> _AIM_
Convert every line of the material below into a numbered list, leaving out the blank lines.

> _Outline records_
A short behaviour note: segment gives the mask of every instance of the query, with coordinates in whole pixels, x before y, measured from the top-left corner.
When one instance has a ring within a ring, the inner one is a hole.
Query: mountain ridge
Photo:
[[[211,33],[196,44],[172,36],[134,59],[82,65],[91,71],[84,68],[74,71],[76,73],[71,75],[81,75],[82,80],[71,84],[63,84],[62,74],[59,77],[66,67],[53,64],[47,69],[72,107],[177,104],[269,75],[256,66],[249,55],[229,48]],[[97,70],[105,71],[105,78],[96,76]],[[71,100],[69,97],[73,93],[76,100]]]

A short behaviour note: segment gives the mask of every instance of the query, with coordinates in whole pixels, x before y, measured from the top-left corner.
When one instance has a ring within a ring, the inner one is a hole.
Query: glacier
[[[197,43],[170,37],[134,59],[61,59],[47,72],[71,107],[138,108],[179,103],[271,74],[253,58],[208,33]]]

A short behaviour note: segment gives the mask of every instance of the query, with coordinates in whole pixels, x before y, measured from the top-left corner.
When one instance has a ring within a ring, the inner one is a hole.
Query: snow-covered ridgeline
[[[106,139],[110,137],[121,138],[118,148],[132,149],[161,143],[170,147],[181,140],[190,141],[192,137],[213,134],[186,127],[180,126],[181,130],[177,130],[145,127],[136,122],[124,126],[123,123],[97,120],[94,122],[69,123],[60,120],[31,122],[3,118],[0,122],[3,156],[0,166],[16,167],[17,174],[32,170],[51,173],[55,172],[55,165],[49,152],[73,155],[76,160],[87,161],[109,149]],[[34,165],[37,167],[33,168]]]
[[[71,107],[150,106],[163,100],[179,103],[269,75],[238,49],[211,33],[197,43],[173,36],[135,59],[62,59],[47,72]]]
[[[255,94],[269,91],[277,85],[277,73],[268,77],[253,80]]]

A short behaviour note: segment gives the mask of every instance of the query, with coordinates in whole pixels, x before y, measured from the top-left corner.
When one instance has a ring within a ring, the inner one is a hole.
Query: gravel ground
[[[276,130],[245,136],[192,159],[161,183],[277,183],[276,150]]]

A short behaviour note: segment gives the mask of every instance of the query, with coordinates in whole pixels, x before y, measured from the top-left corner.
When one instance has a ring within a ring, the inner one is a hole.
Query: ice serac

> _RESPONSE TO THIS TASK_
1. A short behaviour note: segment gives the mask of every instance of the query, with coordinates in whole pixels, x before y, measured from the top-left corner.
2. When one instance has a ring within a ring, the inner one is a hole.
3. Query: mountain ridge
4. Photo:
5. [[[211,33],[196,44],[172,36],[134,59],[82,65],[91,71],[84,68],[74,71],[76,73],[71,75],[81,75],[82,80],[71,84],[63,84],[62,74],[59,77],[66,67],[53,64],[47,69],[72,107],[177,104],[269,75],[256,66],[249,55],[229,48]],[[97,70],[105,71],[105,78],[96,76]],[[71,100],[69,97],[73,93],[76,100]]]
6. A short behaviour note: segment gives the mask of every instance of the query, with coordinates in whole pixels, x before y, measured from the top-left corner.
7. When one instance has a ring within a ring, the inner one is a hole.
8. Query: glacier
9. [[[197,43],[170,37],[134,59],[61,59],[47,72],[71,107],[138,108],[179,103],[271,74],[253,58],[208,33]]]
10. A short behaviour note: segment gives the mask of every instance of the query, with coordinates in whole pixels, x before y, measured from the top-left corner.
11. When one instance has a ring within a ring, the inner one is a hole.
12. Query: snow-covered ridgeline
13. [[[106,139],[110,137],[121,138],[118,148],[132,149],[161,143],[170,147],[181,140],[190,141],[192,137],[213,134],[186,127],[180,126],[181,130],[177,130],[145,127],[136,122],[124,126],[123,123],[97,120],[94,122],[69,123],[60,120],[31,122],[3,118],[0,122],[3,156],[0,166],[16,167],[17,174],[32,170],[51,173],[55,172],[55,165],[49,152],[73,155],[76,160],[87,161],[109,149]],[[34,165],[37,167],[33,168]]]
14. [[[71,107],[150,106],[163,100],[179,103],[269,75],[238,49],[211,33],[197,43],[173,36],[135,59],[62,59],[47,72]]]
15. [[[255,94],[269,91],[277,85],[277,73],[268,77],[253,80]]]
16. A short behaviour note: segment gives the mask of every instance of the query, with coordinates in whole pixels, x before y, measured from the top-left corner.
17. When one instance has a ring within a ring, the inner one is a hole.
18. Query: gravel ground
19. [[[276,130],[245,136],[192,159],[161,183],[277,183],[276,150]]]
20. A short behaviour note: segment gives the mask of every instance of the query, with coordinates in whole pixels, x before y, measured from the top-left corner.
21. When one instance has a ring within a ring, the inner one is a hole.
22. Query: ice serac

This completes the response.